→ Polecenia
a. Jak często według dyskusji o kalibracji baterii zaleca się kalibrowanie baterii?
b. Kontynuuj dyskusję o kalibracji baterii, zaczynając po jej ostatnim zdaniu.
**** Tekst strony
Ja mam troche inny problem, iOS 10.1 (beta, ale już z niej wyszedłem) mam że % bateri lecą dziwnie, potrafi np przez kilka godzin wisiec np 54% i nagle skacze na 30% i potem nagle na 10%, jak wyłącze tel i włącze to skacze z 10% na 30% np 🙂
Kalibrowałeś baterię? Jest to zalecane co 1-2 miesiące.
Nigdy w zadnym telefonie czegoś takiego nie robiłem i nie zamierzam. Nawet nie wiem co to takiego, to kalibrowanie.
Jedną z cech baterii litowo-jonowych (takie jakie są montowane w iPhone’ach, iPadach, Macach i innej elektronice użytkowej) jest to, że z biegiem czasu zużywają się i spada ich pojemność. Ponieważ system „nie wie” ile dokładnie jest zgromadzonego ładunku w ogniwie, to z biegiem czasu mogą pojawiać się rozmaite aberracje typu „działał mi pół godziny na 1%” (rzadziej), „wyłączył mi się przy 15%” (częściej) bądź też inne wariactwa.
Kalibracja polega na naładowaniu telefonu od 0 do 100%, a następnie rozładowaniu go bez podłączania do ładowarki. W ten sposób system uczy się jakie parametry ma bateria przy 0%, a jakie przy 100% i jest w stanie się do tego dostosować.
Nie chce się kłócić ale wyładowanie baterii Litowo-jonowych do „0” niszczy je bezpowrotnie. To takie urban legend z czasów Ni-Cd. Ale rób jak chcesz, ja nigdy nie będę robił tego co opisałeś, bo to jest proszenie się o kłopoty.
już 2013 roku, wiedzieli że to bajki, ale polecaj dalej tą swoją metodę.http://www.chip.pl/artykuly/porady/2013/01/pogromcy-mitow-calkowite-rozladowywanie-akumulatorow
Urban legend dotyczy formowania się baterii i tego, że trzeba je ciągle ładować do 100% i rozładowywać do 0. To być może było aktualne dla starszych ogniw, gdzie występował efekt pamięci. Pisząc o kalibrowaniu baterii miałem na myśli kalibrację układu elektronicznego, który pośredniczy w komunikacji między nią, a resztą telefonu.
moim zdaniem napisałeś dokładnie to samo, czyli ładowanie 100 i rozładowywanie 0, tylko nazwałeś to jakimś tam kalibrowaniem. Nie widzę żadnej różnicy, między formowanie a kalibrowaniem. Jakby tego nie nazwać, nowych baterii nie należy rozładowywać do „0” teoretycznie dba o to elektronika, ale dochodzi efekt samo rozładowania i po kilku takich „0” można już nie mieć co ładować. Ale nikt Ci nie broni rozwalać własnego telefonu 🙂 ja iPhony i inne GSM z Li-ion mam od kilku dobrych lat i działają do dziś, i nie kalibrowałem, formowałem. To co opisałem to jest ewidentny błąd softu w wersji 10.
********
**** Podane rekordy
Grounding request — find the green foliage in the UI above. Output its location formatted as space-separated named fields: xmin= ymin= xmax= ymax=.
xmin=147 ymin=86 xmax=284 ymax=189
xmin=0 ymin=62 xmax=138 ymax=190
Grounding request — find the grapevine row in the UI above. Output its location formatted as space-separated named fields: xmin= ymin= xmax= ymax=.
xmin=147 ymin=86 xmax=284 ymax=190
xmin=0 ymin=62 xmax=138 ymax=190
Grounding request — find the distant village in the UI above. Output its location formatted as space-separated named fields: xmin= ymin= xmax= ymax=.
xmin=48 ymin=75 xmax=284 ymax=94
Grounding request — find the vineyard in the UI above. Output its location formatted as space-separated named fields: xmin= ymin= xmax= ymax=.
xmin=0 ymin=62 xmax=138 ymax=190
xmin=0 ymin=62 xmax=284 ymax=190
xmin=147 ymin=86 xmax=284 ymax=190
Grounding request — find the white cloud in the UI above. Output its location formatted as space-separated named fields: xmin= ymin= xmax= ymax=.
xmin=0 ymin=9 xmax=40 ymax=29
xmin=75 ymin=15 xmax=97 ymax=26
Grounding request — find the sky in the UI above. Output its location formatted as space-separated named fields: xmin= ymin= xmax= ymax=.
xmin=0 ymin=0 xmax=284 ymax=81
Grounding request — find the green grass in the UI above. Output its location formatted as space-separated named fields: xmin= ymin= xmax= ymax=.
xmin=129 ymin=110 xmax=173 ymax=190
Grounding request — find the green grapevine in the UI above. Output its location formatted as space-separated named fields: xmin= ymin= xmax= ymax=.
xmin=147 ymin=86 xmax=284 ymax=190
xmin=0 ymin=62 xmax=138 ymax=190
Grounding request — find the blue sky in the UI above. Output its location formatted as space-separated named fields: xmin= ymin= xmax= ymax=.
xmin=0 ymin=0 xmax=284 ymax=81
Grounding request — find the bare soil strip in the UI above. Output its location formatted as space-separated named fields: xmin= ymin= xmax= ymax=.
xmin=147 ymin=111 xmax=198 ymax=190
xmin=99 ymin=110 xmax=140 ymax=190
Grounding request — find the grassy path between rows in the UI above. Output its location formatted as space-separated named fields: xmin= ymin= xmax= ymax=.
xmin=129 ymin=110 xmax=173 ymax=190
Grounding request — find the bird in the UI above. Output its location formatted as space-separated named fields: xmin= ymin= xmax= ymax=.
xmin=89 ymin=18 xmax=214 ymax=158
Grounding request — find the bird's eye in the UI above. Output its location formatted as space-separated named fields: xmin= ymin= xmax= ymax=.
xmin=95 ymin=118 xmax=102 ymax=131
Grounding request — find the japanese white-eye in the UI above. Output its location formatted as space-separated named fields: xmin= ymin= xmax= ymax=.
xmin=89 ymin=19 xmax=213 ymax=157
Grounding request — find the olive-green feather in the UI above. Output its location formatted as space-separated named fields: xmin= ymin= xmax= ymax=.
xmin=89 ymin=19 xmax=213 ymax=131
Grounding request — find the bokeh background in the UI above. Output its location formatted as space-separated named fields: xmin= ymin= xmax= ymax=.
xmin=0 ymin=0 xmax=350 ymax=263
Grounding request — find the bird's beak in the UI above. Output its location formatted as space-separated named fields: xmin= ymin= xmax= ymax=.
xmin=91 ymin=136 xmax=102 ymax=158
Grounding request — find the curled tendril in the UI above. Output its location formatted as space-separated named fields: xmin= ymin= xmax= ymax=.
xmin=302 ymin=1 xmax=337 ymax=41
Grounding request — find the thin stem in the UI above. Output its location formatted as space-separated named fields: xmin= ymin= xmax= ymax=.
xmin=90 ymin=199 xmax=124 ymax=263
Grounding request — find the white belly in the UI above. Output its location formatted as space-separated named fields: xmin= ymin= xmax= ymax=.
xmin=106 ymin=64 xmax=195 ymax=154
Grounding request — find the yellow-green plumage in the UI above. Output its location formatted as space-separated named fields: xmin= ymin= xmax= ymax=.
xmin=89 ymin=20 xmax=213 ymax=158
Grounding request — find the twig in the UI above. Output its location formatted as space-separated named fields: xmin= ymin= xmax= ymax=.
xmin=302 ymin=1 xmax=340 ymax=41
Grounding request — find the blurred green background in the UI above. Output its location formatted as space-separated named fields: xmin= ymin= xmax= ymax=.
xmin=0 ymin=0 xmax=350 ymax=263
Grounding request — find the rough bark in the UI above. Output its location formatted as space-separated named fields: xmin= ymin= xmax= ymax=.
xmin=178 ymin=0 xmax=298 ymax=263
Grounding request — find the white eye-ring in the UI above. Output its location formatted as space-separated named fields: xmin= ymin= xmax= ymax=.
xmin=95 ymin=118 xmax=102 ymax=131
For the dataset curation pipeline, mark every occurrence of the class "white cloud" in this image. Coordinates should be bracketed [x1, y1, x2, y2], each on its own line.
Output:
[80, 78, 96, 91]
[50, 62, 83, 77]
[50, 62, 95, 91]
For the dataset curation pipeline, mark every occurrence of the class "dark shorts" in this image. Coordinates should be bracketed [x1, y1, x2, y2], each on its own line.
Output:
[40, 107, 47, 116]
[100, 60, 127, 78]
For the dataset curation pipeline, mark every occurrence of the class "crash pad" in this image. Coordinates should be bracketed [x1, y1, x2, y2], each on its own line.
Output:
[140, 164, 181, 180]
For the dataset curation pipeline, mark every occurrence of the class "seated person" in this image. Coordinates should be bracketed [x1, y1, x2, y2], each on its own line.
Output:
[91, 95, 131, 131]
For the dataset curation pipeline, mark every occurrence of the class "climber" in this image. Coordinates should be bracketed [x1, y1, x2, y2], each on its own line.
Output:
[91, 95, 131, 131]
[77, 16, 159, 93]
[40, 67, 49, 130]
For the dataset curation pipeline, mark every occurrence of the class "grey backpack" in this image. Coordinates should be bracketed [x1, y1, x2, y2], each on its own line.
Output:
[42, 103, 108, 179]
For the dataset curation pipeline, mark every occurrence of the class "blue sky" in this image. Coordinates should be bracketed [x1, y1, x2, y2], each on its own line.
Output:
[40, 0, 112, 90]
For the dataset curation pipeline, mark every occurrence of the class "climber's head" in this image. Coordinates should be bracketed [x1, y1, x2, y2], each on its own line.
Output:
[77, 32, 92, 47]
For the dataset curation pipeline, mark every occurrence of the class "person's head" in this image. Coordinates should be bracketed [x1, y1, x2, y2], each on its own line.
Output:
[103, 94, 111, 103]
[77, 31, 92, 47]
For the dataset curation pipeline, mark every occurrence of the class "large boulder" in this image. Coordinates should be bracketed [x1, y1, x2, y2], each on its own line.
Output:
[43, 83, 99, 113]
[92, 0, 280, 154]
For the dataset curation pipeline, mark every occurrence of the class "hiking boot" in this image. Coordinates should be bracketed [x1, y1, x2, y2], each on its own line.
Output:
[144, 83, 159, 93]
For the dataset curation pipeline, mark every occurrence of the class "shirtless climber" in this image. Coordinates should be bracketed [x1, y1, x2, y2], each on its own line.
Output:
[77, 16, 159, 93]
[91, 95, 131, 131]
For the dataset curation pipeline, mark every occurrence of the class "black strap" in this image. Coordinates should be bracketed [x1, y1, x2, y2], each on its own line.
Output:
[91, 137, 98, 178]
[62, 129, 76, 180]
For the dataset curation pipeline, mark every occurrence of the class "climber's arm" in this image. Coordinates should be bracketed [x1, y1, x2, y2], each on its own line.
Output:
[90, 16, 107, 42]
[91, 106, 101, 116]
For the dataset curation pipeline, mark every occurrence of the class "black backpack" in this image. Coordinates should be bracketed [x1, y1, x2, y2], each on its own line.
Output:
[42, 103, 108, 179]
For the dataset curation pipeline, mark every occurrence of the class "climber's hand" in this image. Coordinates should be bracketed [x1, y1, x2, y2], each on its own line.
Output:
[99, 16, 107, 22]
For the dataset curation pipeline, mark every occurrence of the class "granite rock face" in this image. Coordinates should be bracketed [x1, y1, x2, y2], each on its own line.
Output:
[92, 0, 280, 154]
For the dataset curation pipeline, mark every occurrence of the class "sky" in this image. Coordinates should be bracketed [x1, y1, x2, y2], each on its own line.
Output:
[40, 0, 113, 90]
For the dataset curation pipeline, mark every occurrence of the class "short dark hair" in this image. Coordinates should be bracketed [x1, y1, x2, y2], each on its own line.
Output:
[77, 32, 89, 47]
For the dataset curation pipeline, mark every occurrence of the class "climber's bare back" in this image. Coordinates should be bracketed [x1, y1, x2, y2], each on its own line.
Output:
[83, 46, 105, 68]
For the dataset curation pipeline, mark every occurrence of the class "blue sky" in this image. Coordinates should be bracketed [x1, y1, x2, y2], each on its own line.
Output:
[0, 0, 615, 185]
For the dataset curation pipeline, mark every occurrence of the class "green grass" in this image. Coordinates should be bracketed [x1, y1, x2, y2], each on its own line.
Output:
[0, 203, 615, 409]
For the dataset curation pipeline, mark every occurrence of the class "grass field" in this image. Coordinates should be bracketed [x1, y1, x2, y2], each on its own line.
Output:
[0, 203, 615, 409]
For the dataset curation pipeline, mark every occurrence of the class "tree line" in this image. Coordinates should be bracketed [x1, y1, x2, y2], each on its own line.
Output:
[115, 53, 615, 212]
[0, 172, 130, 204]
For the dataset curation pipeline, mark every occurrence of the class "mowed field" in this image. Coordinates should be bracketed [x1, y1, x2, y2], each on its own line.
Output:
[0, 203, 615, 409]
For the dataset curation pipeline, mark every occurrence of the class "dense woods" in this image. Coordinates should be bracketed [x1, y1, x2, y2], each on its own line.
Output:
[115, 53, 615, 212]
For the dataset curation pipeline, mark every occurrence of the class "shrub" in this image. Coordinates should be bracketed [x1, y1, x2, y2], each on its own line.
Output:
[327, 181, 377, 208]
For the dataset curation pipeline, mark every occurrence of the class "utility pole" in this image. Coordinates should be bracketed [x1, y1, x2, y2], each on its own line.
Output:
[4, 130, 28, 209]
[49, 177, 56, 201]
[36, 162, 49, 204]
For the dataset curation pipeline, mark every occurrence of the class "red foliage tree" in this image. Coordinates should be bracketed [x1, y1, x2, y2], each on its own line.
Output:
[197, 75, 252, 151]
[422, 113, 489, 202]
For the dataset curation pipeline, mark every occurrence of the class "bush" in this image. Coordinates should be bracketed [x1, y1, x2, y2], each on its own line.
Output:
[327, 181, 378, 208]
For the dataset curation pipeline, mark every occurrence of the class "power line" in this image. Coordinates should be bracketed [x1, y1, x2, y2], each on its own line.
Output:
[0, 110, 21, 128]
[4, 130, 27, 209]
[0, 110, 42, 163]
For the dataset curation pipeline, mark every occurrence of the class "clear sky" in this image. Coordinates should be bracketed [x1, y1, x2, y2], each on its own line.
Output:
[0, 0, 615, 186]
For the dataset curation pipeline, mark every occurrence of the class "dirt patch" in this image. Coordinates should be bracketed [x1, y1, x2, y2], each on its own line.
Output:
********
→ Odpowiedzi
a. Co 1–2 miesiące.

b.
Formowanie było przeprowadzane na początku używania telefonu, kalibrację można przeprowadzać co jakiś czas. To prawda, że długotrwałe przetrzymywanie rozładowanej baterii uszkadza ją i traci ona pojemność, jednak to nie jest tak, że pięć razy rozładujesz telefon i bateria jest do wyrzucenia. Kiedy rozładowywujesz telefon, to w rzeczywistości pozostaje tam „na dnie” trochę energii by do tego nie doszło.
Litowo jonowych nie formuje się, ponieważ są ładowane fabrycznie.
Znajomemu po zdalnej diagnostyce poradzili Reset do ustawień fabrycznych.
Pomogło.
Miałem ten sam problem na 6S, oddałem do reklamacji w Cortland, po tygodniu potwierdzili wade i otrzymałem „nową” słuchawkę.
To ja dodam problem z zawieszającą się kamerą – iPhone SE. Po wejściu w aparat, telefon wyświetla tylko zamrożony rozmyty obraz. Kolega ma to samo.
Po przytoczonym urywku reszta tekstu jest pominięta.